— BEGIN Supplied records —

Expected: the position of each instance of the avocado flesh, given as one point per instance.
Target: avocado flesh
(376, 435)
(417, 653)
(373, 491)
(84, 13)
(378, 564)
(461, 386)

— END Supplied records —

**Instruction:**
Copy the material above line for line, keeping every character unchanged.

**Answer to this problem:**
Expected: the position of each instance of the avocado flesh, given as one point per instance.
Target: avocado flesh
(376, 435)
(417, 653)
(373, 491)
(84, 13)
(378, 564)
(461, 386)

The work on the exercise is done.